EXERCISE DIRECTIONS
Answer these questions from the court judgment below:
(a) Which court decided the case?
(b) Which section of the Evidence Act is listed in the law point?
(c) On what date was the judgment and order challenged in the appeal passed?

PROVIDED PASSAGE
# # # # #
Court:Gujarat High Court

Bench: JUSTICE K.S. Jhaveri & K.M. Thaker

State Of Gujrat Vs. Gajendrahai Amrutlal Parmar & Ors. On 04 July 2013

Law Point:
Indian Penal Code, 1860 — Sections 498A, 304B, 306 — Evidence Act, 1872 — Section 114 — Criminal Procedure Code, 1973 — Section 378 — Cruelty — Dowry Death — Abetment of Suicide — Appeal against acquittal — Benefit of doubt — It is not proved beyond reasonable doubt that deceased had been subjected to cruelty or harassment by her husband or any relatives of her husband in connection with demand of dowry — When main offence is not proved, there would be no question of abetment as envisaged by Section 114, Evidence Act — Court below was completely justified in passing impugned judgment and order — Impugned order acquitting accused upheld.

 

 

JUDGEMENT

 

1. By way of the present appeal under Section 378 of the Code of Criminal Procedure, the appellant-State has challenged judgment and order dated 30.5.1991 passed by learned Additional Sessions Judge, Ahmedabad (Rural) in Sessions Case No. 90 of 1991 whereby learned Trial Judge acquitted the respondents-original accused of the charges punishable under Sections 498A, 304B, 306 read with Section 114 of the Indian Penal Code.
# # # # #
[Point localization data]
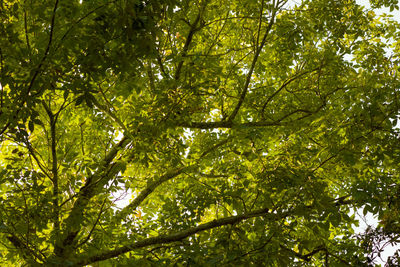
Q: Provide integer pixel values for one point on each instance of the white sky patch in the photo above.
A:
(123, 197)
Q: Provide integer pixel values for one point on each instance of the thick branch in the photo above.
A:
(164, 239)
(253, 65)
(149, 189)
(193, 29)
(54, 169)
(37, 71)
(86, 193)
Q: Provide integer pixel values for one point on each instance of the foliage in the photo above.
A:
(242, 132)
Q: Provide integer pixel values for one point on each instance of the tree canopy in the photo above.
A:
(241, 132)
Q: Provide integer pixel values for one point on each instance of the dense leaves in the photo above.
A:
(197, 132)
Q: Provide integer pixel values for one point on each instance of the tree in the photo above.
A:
(243, 132)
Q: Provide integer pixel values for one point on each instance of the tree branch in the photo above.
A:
(253, 64)
(164, 239)
(74, 220)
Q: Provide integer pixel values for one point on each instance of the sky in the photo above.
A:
(368, 220)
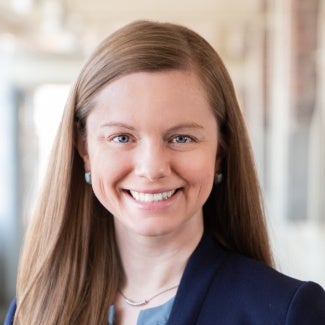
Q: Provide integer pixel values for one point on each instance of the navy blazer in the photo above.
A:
(224, 288)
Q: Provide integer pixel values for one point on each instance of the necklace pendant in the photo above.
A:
(135, 303)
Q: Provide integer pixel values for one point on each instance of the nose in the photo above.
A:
(152, 161)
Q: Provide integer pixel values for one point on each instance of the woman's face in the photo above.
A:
(151, 148)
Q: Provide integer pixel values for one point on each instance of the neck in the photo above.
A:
(155, 263)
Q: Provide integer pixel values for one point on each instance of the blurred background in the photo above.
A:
(275, 53)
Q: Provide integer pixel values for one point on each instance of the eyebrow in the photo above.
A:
(189, 125)
(118, 124)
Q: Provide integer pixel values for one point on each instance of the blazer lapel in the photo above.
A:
(194, 285)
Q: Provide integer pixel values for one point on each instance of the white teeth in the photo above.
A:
(148, 197)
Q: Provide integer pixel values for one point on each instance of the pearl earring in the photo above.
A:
(88, 177)
(218, 178)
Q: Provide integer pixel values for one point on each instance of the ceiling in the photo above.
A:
(75, 26)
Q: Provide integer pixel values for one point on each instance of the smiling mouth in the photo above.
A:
(151, 197)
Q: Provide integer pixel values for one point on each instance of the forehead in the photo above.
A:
(157, 87)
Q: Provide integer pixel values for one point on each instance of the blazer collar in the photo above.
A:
(198, 274)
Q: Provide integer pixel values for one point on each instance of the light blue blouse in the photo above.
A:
(152, 316)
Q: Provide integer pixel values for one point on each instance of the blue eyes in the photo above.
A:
(178, 139)
(182, 139)
(123, 138)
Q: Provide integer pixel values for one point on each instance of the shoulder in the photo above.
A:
(11, 313)
(229, 288)
(250, 291)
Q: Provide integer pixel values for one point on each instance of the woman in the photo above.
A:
(168, 227)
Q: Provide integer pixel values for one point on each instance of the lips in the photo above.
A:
(151, 197)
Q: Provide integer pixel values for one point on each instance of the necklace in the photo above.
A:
(143, 302)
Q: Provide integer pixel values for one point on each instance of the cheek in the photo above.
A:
(200, 171)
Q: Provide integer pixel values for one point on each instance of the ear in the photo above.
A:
(80, 143)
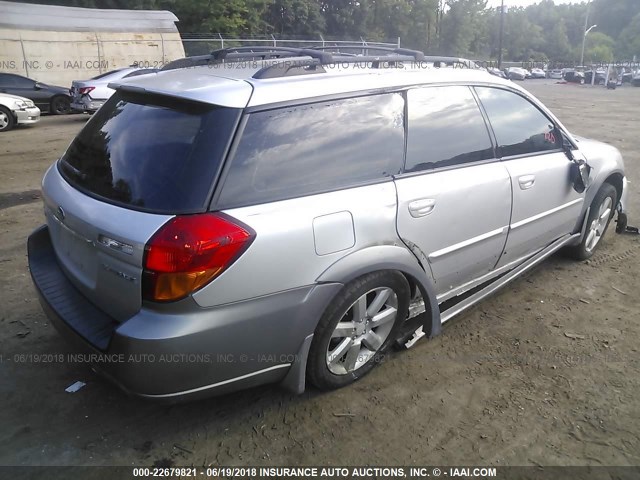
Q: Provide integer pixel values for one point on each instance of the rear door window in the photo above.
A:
(446, 128)
(151, 152)
(520, 127)
(307, 149)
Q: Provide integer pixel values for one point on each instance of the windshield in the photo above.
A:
(151, 152)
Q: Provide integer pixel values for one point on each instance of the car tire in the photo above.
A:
(369, 310)
(60, 105)
(7, 121)
(603, 208)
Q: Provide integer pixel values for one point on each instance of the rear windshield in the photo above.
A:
(150, 152)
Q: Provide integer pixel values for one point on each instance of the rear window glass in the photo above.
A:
(151, 152)
(446, 128)
(307, 149)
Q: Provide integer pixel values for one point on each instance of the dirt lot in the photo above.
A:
(505, 384)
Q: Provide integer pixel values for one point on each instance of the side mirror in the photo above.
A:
(580, 172)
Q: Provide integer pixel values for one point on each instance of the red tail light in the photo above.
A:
(190, 251)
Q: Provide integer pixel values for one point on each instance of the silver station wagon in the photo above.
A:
(264, 215)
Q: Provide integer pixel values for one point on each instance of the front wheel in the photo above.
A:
(60, 105)
(602, 210)
(6, 119)
(357, 328)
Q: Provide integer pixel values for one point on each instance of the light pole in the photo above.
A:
(586, 31)
(500, 37)
(584, 41)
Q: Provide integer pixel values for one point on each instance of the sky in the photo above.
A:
(525, 3)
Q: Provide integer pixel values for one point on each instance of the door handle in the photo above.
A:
(422, 208)
(526, 181)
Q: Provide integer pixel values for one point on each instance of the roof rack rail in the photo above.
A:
(289, 61)
(416, 54)
(226, 55)
(302, 66)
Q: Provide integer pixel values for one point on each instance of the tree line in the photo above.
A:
(541, 32)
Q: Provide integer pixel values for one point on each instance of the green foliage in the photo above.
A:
(541, 32)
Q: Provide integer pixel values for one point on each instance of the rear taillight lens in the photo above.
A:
(189, 251)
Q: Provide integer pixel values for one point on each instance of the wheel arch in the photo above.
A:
(388, 257)
(617, 180)
(357, 264)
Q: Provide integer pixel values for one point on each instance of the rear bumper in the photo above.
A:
(180, 351)
(28, 116)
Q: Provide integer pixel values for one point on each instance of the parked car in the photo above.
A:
(497, 72)
(89, 95)
(538, 73)
(516, 73)
(48, 98)
(16, 110)
(555, 74)
(573, 76)
(289, 221)
(601, 77)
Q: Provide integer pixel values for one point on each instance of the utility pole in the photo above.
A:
(500, 37)
(584, 38)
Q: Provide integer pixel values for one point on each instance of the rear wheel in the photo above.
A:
(357, 329)
(60, 105)
(602, 210)
(6, 120)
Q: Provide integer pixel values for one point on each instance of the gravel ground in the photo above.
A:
(545, 372)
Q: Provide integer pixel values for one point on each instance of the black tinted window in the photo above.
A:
(23, 82)
(445, 128)
(519, 126)
(318, 147)
(150, 152)
(7, 80)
# # # # #
TASK SOLUTION
(a) Gujarat High Court
(b) Section 114
(c) 30.5.1991